>> start

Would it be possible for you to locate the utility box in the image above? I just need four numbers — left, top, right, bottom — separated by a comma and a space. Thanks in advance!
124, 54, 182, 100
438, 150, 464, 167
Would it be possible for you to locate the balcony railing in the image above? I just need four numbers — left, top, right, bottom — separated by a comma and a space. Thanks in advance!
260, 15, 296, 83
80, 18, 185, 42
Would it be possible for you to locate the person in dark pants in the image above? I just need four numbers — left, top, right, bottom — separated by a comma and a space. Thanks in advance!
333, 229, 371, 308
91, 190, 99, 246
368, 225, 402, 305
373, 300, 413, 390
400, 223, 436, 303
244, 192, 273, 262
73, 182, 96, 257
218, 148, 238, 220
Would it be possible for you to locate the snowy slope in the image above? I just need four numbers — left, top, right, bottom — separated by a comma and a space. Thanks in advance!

>> end

Please repeat the items starting at the line that contains "Would it be possible for you to locate the balcony" and ending with the last item, replacing "dark pants" with "dark trousers" and leaving everything else unchanged.

= Written response =
Would it be possible for you to locate the balcony railing in the image above? I just need four numbers — left, top, right, bottom — separated by a comma and a space. Thanks in advance!
260, 15, 296, 83
80, 18, 185, 42
Would it be possible for you to locate the person in dark trousers in the image above? I just need four numbers — left, top, right, bottom — separated by a comma and a space. Thanks in advance!
333, 229, 371, 308
91, 190, 99, 246
368, 225, 402, 305
373, 300, 413, 390
400, 223, 436, 303
244, 192, 273, 262
73, 182, 96, 257
218, 148, 238, 220
Would it be possible for you to locate the snowy slope in the image above? I just need four numbers — left, top, right, bottom — separated by a comma and a space. Thanks in advance!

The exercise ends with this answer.